### WRITTEN TASK
Count the lines in the data below that contain the string "sign", treating uppercase and lowercase letters as distinct. Reply with the number alone.

### RECORD SET
>> BEGIN

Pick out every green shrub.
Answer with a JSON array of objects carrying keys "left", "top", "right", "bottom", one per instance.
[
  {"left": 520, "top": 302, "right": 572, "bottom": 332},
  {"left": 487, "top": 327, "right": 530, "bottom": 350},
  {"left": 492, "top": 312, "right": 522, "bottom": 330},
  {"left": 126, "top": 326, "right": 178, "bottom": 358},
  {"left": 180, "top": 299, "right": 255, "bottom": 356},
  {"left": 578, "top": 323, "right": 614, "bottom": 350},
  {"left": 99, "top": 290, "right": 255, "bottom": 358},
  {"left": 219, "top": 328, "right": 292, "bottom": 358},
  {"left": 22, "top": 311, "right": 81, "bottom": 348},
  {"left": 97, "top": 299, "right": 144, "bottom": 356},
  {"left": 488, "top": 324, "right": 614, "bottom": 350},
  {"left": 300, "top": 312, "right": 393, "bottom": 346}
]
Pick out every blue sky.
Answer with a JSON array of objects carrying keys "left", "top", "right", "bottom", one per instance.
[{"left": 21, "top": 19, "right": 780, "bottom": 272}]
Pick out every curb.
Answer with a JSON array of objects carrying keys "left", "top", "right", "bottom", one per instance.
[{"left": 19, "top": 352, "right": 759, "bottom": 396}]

>> END
>> BEGIN

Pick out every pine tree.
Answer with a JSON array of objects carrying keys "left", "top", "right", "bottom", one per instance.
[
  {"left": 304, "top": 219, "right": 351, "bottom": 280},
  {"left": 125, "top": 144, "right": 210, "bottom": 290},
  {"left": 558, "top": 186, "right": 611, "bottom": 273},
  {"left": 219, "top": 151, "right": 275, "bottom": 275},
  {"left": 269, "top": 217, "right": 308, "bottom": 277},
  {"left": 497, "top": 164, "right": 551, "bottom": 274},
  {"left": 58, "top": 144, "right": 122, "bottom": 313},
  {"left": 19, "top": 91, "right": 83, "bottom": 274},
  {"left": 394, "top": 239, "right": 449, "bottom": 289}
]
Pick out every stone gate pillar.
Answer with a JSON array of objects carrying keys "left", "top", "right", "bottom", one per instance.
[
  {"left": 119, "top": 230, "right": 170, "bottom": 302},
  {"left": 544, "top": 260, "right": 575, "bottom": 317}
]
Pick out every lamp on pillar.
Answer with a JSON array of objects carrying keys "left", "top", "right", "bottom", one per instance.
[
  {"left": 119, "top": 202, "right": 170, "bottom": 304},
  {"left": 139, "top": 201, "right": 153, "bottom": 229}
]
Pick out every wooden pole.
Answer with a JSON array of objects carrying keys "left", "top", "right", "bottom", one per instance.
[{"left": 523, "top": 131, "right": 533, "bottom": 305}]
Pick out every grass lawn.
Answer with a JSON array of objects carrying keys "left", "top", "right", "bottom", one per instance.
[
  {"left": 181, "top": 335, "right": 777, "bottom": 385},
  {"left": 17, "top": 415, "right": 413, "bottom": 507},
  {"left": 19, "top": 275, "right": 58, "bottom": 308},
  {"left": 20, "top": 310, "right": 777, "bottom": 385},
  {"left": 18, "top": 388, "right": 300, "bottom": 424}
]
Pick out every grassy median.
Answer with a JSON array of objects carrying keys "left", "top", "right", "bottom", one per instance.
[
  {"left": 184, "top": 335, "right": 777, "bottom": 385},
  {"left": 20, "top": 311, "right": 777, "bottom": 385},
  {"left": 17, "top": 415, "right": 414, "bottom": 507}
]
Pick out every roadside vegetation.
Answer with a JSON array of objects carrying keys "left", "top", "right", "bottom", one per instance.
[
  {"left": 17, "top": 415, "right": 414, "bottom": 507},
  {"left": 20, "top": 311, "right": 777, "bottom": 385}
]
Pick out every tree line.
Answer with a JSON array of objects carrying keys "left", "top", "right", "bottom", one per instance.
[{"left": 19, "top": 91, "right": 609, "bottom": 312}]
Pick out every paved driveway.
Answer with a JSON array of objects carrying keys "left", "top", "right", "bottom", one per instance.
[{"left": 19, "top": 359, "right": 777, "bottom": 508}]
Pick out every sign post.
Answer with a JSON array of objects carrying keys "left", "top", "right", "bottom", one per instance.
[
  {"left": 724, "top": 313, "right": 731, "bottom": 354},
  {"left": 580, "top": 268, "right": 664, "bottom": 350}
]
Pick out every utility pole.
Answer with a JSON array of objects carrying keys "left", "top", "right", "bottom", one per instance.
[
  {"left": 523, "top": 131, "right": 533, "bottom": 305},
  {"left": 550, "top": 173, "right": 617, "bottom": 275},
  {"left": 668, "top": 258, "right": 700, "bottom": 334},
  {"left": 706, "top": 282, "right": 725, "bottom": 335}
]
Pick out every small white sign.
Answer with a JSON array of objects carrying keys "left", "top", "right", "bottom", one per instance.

>> END

### ANSWER TO THE EXERCISE
2